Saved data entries
⁂
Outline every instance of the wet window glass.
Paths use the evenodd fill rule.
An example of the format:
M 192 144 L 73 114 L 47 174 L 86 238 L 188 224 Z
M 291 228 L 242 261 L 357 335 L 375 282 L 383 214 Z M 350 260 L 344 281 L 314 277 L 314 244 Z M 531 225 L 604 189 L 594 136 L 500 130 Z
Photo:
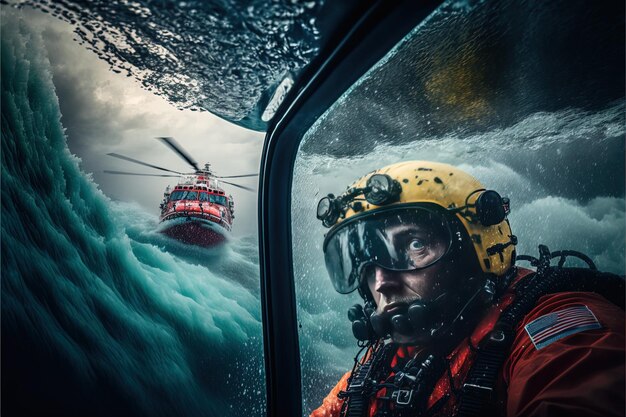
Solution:
M 209 201 L 209 194 L 200 193 L 200 201 Z
M 518 254 L 537 256 L 539 244 L 571 249 L 623 274 L 623 11 L 609 9 L 446 2 L 306 132 L 291 227 L 305 415 L 352 369 L 359 350 L 346 312 L 363 300 L 358 291 L 340 292 L 368 275 L 358 258 L 372 249 L 359 246 L 367 227 L 391 266 L 424 266 L 443 256 L 438 240 L 449 239 L 447 229 L 438 240 L 409 236 L 405 255 L 385 246 L 380 222 L 333 235 L 318 216 L 334 203 L 318 207 L 320 199 L 378 168 L 407 160 L 453 165 L 510 199 Z M 400 185 L 420 187 L 428 178 L 447 186 L 445 177 L 414 174 Z M 356 200 L 344 209 L 368 210 Z M 341 215 L 327 219 L 332 225 Z M 422 262 L 414 253 L 426 249 L 432 253 Z
M 197 199 L 198 199 L 198 193 L 196 191 L 190 191 L 185 196 L 185 200 L 197 200 Z

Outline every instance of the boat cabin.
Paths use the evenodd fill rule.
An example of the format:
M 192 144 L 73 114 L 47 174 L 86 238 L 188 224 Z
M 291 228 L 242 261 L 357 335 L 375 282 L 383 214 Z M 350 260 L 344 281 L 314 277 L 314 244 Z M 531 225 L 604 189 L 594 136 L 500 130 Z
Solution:
M 229 199 L 224 191 L 208 188 L 203 184 L 177 185 L 170 194 L 169 201 L 200 201 L 229 207 Z

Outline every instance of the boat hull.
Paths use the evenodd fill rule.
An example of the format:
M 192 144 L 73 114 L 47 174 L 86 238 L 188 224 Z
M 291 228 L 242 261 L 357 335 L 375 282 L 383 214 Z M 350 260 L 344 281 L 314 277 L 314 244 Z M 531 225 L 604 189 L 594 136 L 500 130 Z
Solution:
M 230 225 L 223 220 L 177 216 L 163 219 L 159 232 L 189 245 L 212 247 L 228 240 Z

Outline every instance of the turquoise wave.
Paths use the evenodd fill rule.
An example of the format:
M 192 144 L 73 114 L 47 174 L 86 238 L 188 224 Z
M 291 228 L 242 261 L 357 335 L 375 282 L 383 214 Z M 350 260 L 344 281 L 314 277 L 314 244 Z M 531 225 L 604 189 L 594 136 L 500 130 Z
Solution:
M 263 414 L 256 237 L 190 250 L 108 199 L 67 147 L 41 35 L 4 17 L 3 411 Z

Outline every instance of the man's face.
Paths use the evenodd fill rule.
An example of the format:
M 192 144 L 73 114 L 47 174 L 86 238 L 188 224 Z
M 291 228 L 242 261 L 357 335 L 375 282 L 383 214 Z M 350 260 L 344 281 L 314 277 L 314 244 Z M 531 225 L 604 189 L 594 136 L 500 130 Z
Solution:
M 396 250 L 404 250 L 415 265 L 429 265 L 447 249 L 444 236 L 433 233 L 427 225 L 401 225 L 386 230 Z M 451 265 L 442 260 L 425 269 L 393 271 L 370 264 L 363 270 L 363 279 L 380 315 L 393 315 L 396 310 L 416 300 L 431 301 L 453 285 Z M 407 343 L 410 337 L 392 334 L 396 342 Z

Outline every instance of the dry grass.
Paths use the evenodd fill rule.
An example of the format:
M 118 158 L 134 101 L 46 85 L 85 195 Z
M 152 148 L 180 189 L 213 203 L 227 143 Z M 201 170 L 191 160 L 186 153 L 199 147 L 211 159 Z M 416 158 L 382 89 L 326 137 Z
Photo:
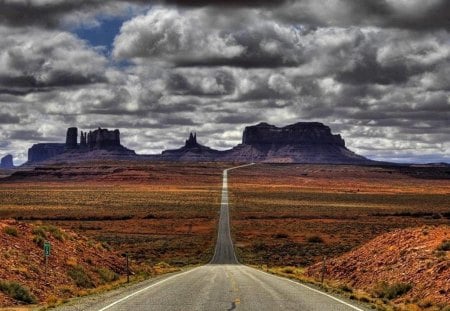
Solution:
M 233 235 L 249 264 L 307 266 L 396 228 L 449 223 L 449 180 L 392 168 L 259 164 L 229 182 Z
M 50 181 L 1 184 L 0 219 L 69 228 L 137 262 L 204 263 L 215 241 L 223 167 L 112 162 L 40 168 Z M 70 177 L 55 181 L 54 171 Z M 93 171 L 95 179 L 82 181 Z

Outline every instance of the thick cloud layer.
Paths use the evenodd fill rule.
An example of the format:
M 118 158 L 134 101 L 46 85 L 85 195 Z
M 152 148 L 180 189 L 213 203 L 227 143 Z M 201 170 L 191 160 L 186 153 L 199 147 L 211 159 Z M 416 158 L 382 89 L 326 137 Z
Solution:
M 319 121 L 383 160 L 450 161 L 448 1 L 0 0 L 0 155 L 68 126 L 142 153 Z M 111 51 L 70 33 L 133 15 Z
M 106 82 L 107 60 L 72 34 L 0 26 L 0 94 Z

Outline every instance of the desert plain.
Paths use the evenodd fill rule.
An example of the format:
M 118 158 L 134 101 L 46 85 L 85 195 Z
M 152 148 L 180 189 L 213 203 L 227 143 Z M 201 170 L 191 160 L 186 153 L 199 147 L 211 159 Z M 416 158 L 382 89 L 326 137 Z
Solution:
M 92 161 L 30 168 L 1 181 L 0 219 L 76 232 L 128 254 L 136 270 L 206 264 L 222 171 L 234 165 Z M 229 195 L 239 261 L 295 276 L 288 270 L 304 271 L 397 229 L 448 232 L 449 177 L 448 167 L 421 166 L 260 163 L 234 170 Z

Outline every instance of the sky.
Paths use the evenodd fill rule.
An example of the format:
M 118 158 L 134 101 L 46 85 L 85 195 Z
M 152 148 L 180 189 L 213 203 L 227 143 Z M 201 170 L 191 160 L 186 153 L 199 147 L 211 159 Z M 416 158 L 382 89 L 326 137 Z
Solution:
M 0 157 L 70 126 L 223 150 L 261 121 L 450 162 L 450 1 L 0 0 Z

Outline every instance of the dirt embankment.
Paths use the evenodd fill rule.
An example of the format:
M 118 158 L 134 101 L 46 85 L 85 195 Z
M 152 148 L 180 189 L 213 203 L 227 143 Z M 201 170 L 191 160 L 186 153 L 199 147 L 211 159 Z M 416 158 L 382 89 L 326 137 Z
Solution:
M 318 263 L 307 270 L 317 278 Z M 383 234 L 327 262 L 327 279 L 395 303 L 450 305 L 450 226 Z
M 51 250 L 47 266 L 44 242 Z M 55 302 L 114 282 L 124 259 L 98 242 L 54 226 L 0 221 L 0 307 Z

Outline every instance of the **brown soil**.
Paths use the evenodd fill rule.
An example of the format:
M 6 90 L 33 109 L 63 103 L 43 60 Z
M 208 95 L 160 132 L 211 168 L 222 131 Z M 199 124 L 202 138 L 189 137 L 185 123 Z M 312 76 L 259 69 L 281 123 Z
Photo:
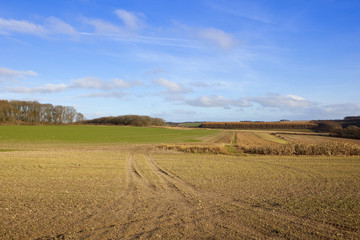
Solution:
M 197 187 L 196 183 L 162 167 L 151 149 L 134 147 L 127 150 L 124 171 L 119 172 L 119 183 L 123 182 L 123 185 L 111 199 L 105 198 L 104 202 L 66 216 L 46 209 L 48 214 L 38 214 L 36 219 L 23 215 L 21 221 L 11 221 L 11 216 L 4 214 L 5 218 L 0 220 L 0 238 L 357 238 L 358 229 L 299 217 L 279 210 L 276 205 L 254 204 L 247 201 L 246 196 L 239 197 L 231 191 Z M 66 211 L 61 207 L 58 209 Z

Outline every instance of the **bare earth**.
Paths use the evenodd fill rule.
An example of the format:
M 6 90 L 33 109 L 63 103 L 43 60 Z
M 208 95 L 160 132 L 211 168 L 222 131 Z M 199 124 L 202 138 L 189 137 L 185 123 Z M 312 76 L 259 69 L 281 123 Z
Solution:
M 0 153 L 0 239 L 359 239 L 358 157 L 42 148 Z

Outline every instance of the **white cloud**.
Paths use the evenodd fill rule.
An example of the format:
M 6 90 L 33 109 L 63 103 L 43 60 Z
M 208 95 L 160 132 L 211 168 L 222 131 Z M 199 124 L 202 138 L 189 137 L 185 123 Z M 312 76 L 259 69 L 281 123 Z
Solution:
M 78 97 L 79 98 L 117 98 L 117 99 L 121 99 L 124 96 L 126 96 L 126 93 L 123 93 L 123 92 L 97 92 L 97 93 L 81 95 Z
M 18 86 L 18 87 L 9 88 L 9 90 L 14 93 L 31 94 L 31 93 L 55 93 L 55 92 L 64 91 L 68 88 L 69 86 L 66 84 L 59 84 L 59 85 L 46 84 L 44 86 L 34 87 L 34 88 Z
M 115 14 L 124 22 L 124 26 L 118 26 L 102 19 L 83 18 L 83 21 L 95 28 L 95 34 L 122 37 L 132 36 L 134 33 L 133 31 L 139 30 L 145 26 L 142 19 L 145 18 L 145 15 L 142 13 L 132 13 L 124 9 L 118 9 L 115 11 Z M 87 34 L 91 35 L 91 33 Z
M 304 108 L 302 119 L 343 119 L 345 116 L 360 116 L 359 103 L 326 104 Z
M 202 96 L 186 101 L 189 105 L 198 107 L 228 107 L 231 104 L 229 99 L 223 96 Z
M 281 110 L 307 109 L 316 104 L 297 95 L 269 94 L 260 97 L 242 97 L 238 99 L 226 98 L 223 96 L 201 96 L 195 99 L 185 100 L 186 104 L 198 107 L 251 107 L 257 103 L 262 107 L 278 108 Z
M 120 27 L 101 19 L 85 19 L 84 21 L 95 28 L 95 34 L 112 35 L 123 33 L 123 30 Z
M 160 86 L 165 87 L 170 93 L 185 93 L 191 91 L 189 88 L 186 88 L 179 83 L 169 81 L 165 78 L 156 79 L 154 82 Z
M 306 100 L 296 95 L 279 95 L 268 94 L 267 96 L 249 98 L 250 101 L 256 102 L 263 107 L 272 108 L 298 108 L 298 107 L 310 107 L 315 103 Z
M 13 70 L 9 68 L 0 67 L 0 81 L 1 80 L 9 80 L 9 79 L 16 79 L 16 78 L 24 78 L 27 76 L 37 76 L 38 74 L 32 70 L 28 71 L 19 71 Z
M 44 24 L 36 24 L 26 20 L 0 18 L 0 33 L 9 34 L 12 32 L 38 36 L 49 34 L 78 35 L 74 27 L 56 17 L 48 17 Z
M 0 18 L 0 33 L 8 34 L 10 32 L 34 35 L 45 35 L 48 33 L 48 31 L 39 24 L 34 24 L 25 20 Z
M 200 30 L 199 36 L 217 44 L 223 49 L 230 49 L 236 45 L 236 40 L 230 34 L 215 28 Z
M 1 70 L 1 69 L 0 69 Z M 0 71 L 1 73 L 1 71 Z M 121 79 L 110 79 L 109 81 L 103 81 L 97 77 L 84 77 L 79 78 L 70 84 L 46 84 L 44 86 L 39 87 L 12 87 L 7 88 L 11 92 L 15 93 L 54 93 L 54 92 L 61 92 L 69 89 L 96 89 L 96 90 L 114 90 L 114 89 L 122 89 L 122 88 L 129 88 L 133 86 L 141 85 L 140 81 L 124 81 Z M 105 97 L 106 95 L 111 96 L 110 93 L 101 93 L 102 96 Z M 95 94 L 94 96 L 100 96 L 101 94 Z M 116 96 L 119 96 L 116 93 Z M 115 96 L 115 94 L 112 94 Z
M 145 15 L 143 13 L 133 13 L 124 9 L 118 9 L 115 14 L 124 22 L 125 26 L 132 30 L 141 29 L 145 23 L 143 19 Z
M 104 89 L 105 83 L 97 77 L 84 77 L 75 80 L 71 85 L 72 88 L 95 88 Z
M 341 115 L 360 115 L 360 103 L 348 103 L 348 104 L 332 104 L 319 107 L 324 113 L 327 114 L 341 114 Z
M 71 88 L 89 88 L 89 89 L 117 89 L 117 88 L 129 88 L 137 85 L 141 85 L 140 81 L 124 81 L 119 78 L 113 78 L 105 82 L 97 77 L 84 77 L 75 80 L 70 84 Z
M 223 96 L 201 96 L 195 99 L 188 99 L 185 102 L 197 107 L 250 107 L 251 104 L 245 99 L 231 99 Z
M 111 88 L 130 88 L 130 87 L 142 85 L 141 81 L 124 81 L 119 78 L 110 79 L 109 82 Z
M 79 33 L 70 24 L 56 17 L 47 18 L 48 31 L 65 35 L 78 36 Z

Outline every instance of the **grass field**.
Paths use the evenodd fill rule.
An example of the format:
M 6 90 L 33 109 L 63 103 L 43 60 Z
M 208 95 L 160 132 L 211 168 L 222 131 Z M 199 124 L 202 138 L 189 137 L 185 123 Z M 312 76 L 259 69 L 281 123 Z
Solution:
M 60 129 L 0 127 L 0 239 L 360 239 L 359 156 L 156 150 L 282 145 L 235 131 Z
M 0 126 L 0 142 L 200 142 L 217 130 L 114 126 Z

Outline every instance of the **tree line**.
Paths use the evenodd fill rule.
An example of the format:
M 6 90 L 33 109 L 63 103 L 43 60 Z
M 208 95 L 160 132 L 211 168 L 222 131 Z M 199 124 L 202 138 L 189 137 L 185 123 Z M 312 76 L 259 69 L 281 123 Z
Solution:
M 83 120 L 84 115 L 71 106 L 0 100 L 2 124 L 71 124 Z
M 318 130 L 329 132 L 334 137 L 360 139 L 360 117 L 344 120 L 317 121 Z
M 317 127 L 311 122 L 204 122 L 202 128 L 225 129 L 309 129 Z
M 84 124 L 96 125 L 124 125 L 124 126 L 164 126 L 166 123 L 161 118 L 152 118 L 139 115 L 122 115 L 117 117 L 101 117 L 82 121 Z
⁂
TO DO:
The exercise is to copy out every line above that has the word "grass" in it.

EXERCISE RESPONSE:
Outline every instance of the dry grass.
Outline every instance of the **grass field**.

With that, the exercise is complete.